INSTRUCTIONS TO FOLLOW: Only the lines from the first line of the material below to the line containing "column 210, row 92", inclusive, should be copied, each exactly as written.

(EXTRACTED MATERIAL)

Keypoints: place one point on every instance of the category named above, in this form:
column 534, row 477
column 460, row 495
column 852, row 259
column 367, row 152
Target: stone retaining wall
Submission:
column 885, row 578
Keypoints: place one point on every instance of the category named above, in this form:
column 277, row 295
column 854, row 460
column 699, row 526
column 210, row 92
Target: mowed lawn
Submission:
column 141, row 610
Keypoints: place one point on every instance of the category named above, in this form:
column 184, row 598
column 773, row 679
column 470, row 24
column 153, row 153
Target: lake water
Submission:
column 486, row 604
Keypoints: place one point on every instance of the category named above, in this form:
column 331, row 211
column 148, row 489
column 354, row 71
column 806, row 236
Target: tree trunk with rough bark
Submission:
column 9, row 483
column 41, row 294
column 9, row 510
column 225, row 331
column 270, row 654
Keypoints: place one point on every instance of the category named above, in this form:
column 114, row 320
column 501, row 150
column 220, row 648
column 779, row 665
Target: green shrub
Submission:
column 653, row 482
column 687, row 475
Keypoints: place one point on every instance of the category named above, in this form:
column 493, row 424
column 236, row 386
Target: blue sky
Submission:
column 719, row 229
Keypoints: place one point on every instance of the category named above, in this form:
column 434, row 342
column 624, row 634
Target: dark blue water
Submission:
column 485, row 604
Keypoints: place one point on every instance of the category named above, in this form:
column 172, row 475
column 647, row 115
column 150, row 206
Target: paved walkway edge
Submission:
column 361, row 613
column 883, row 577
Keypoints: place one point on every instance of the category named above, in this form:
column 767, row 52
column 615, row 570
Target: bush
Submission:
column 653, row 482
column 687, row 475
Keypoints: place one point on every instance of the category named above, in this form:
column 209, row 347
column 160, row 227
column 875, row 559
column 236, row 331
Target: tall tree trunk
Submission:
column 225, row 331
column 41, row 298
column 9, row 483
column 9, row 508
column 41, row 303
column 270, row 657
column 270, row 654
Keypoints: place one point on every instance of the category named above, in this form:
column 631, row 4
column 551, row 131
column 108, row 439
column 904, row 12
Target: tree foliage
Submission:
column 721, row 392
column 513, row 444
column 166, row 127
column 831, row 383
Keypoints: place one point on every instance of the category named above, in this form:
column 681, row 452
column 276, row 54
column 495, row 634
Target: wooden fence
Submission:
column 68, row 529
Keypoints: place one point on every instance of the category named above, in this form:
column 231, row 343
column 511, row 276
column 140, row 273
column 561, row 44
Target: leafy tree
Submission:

(End EXTRACTED MATERIAL)

WRITTEN RESPONSE:
Keypoints: place one point on every instance of the category named above, in this form:
column 534, row 477
column 460, row 495
column 852, row 259
column 367, row 152
Target: stone retaining wall
Submission:
column 885, row 578
Keypoints: place one point on every instance of the category named above, in this form:
column 277, row 295
column 854, row 460
column 699, row 526
column 210, row 92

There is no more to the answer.